## WORK REQUIRED:
Extend the hip-hop album roundup below, picking up right after its final sentence.

## PROVIDED PASSAGE:
........
As such, art naturally turns more extreme to respond to these incidents, to their frequency and their visibility and their place in the broader epidemic of American racism–and, in the case of Megan Thee Stallion and other female rappers who exercise their freedom on the mic and in their visuals, American sexism. So while there will inevitably be some sort of backlash to "Thot Shit" from her most disengenous critics, we should anticipate seeing more such snarling satire in hip-hop in the months ahead.
YL, It Never Entered My Mind
One of the illest operating right now in the New York underground, YL dropped a seminal sleeper last Christmas with Jesus Is My Homeboy. The timing may have kept the project from breaking bigger, but that's a concern his lavishly bleak follow-up It Never Entered My Mind lacks. Working mainly with producers Argov and Noface, the rapper takes it to the streets on the former's "Joe Dirt" and the latter's "Ludacris." He spits speedily over Driveby's downtempo slope on "Slowpoke Rodriguez" and Roper Williams' after hours vibes on "Man On Fire" while basking in Zoomo's AM radio warmth on "Walk It Out." His guest selections are especially sagacious, linking with an ad lib crazed Lord Jah-Monte Ogbon for "Life On Earth" and with Starker and Yungmorpheus for the rap ménage "Bang Bros."
Kenny Segal, Indoors
Though his production credits go back some two decades, Kenny Segal really came into his own via critically acclaimed collaborations with rap geniuses billy woods and R.A.P. Ferreira (fka Milo). For Indoors, he bids the emcees adieu for a weird and wondrous instrumental journey that not infrequently diverges from the hip-hop path. Too interconnected to be just a beat tape, his compositions here exhibit an album mentality, one that plays out in piano lounge chops of "lollllbye," the ambient warble of "little dinosaurs," and the shambling bap of "nuclear winter." He calls back to his drum n bass roots on the placidly pastoral "limited daps" and the rhythmicly skittish "limbic friction," while slicing up experimental ensemble Skyline Electric for the nervy jazz of "oskmdtb."
........
## DATA PROVIDED:
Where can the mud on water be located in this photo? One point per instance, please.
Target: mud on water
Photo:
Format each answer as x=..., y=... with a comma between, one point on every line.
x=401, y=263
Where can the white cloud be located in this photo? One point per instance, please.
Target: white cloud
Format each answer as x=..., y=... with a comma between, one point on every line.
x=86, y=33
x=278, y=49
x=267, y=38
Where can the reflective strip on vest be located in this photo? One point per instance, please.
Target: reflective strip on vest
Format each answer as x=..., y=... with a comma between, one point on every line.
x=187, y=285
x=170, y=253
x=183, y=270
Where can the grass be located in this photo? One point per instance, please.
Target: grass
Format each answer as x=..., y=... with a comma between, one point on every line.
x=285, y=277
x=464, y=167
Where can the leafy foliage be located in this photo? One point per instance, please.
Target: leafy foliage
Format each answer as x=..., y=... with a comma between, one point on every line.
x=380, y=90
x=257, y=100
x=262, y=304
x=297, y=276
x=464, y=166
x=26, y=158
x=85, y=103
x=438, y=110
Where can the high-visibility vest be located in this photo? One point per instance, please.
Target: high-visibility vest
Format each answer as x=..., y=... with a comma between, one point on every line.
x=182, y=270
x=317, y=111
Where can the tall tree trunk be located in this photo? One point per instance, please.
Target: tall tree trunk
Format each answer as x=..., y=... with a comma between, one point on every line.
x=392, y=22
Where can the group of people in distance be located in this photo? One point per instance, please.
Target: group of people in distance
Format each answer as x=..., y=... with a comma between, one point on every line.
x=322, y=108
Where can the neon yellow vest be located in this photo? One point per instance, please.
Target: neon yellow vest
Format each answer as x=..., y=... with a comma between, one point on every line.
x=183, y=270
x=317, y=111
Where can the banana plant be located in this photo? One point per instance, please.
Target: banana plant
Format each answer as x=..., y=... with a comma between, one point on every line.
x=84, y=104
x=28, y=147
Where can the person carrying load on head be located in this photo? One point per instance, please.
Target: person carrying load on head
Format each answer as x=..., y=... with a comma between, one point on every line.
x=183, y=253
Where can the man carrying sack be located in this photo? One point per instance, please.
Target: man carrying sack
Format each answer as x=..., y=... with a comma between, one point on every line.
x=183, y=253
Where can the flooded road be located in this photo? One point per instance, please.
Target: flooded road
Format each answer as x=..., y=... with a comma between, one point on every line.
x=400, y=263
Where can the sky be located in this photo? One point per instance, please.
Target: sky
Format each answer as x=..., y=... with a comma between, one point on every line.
........
## REPLY:
Wrecking Crew, Steel's Kitchen
The incestuous emcee and producer mix-em-ups that make up this Philly-centered set represent a kind of hip-hop alchemy, in which the permutations respectively pursue rap perfection. Yet the members' eagerness to collectively/respectively divide to create makes the full unit one of today's most cohesive cliques. Paying homage to decades-old Ruff Ryders comps and the movie Juice, this project brings new music from the Call Out Culture podcasters' combos. Alaska, Curly Castro, and Zilla Rocca appear throughout, but are at their best all in together on studio cipher "98 Clue Freestyle." Small Professor deftly handles the beats on five tracks, including the bookend intro/outro instrumentals, while dos4gw's collapsing "Sanford And Sun Ra" features Scorcese (R.I.P.) and Fatboi Sharif on the mic.
Among the things that made Open Mike Eagle's first season of the What Had Happened Was podcast so great was hearing Prince Paul discuss De La Soul Is Dead. That episode in particular came back to mind recently as news hit that music rights company Reservoir had acquired Tommy Boy Music, potentially reopening the possibility for some reconciliation with De La Soul to get their four albums on that label onto streaming. Given the history, I remain reasonably skeptical, but listening to this single–perhaps my favorite song from their 1991 full-length–at least raises my spirits.